--- Instructions to follow ---
Search term "matching": copy each line of the records that contains it.

--- Source records ---
- - - - - - -

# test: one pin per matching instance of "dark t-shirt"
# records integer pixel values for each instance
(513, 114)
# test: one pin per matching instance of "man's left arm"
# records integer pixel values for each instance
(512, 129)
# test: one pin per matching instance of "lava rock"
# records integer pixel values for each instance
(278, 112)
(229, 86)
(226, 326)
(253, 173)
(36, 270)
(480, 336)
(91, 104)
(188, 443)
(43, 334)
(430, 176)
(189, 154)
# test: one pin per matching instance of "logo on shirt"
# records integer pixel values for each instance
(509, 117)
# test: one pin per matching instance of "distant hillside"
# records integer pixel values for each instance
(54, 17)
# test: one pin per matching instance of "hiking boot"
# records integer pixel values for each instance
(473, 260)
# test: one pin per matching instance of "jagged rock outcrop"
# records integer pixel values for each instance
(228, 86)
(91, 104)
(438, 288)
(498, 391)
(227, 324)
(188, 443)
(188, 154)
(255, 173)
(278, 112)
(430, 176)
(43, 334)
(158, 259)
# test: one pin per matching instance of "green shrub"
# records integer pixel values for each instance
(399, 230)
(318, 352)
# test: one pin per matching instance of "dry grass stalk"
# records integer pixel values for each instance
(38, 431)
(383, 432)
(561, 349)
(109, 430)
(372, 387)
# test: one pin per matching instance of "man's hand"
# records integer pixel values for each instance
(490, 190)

- - - - - - -

--- Answer to this task ---
# test: one pin per matching instance of "dark t-shirt"
# test: one pin per matching instance of "man's left arm"
# test: one pin per matching instance of "lava rock"
# test: one pin per matching instance of "logo on shirt"
# test: one pin per matching instance of "distant hillside"
# test: one pin per matching instance of "hiking boot"
# test: one pin per matching instance of "jagged rock outcrop"
# test: one pin per matching instance of "green shrub"
# test: one pin per matching instance of "dry grass stalk"
# test: one pin per matching instance of "man's hand"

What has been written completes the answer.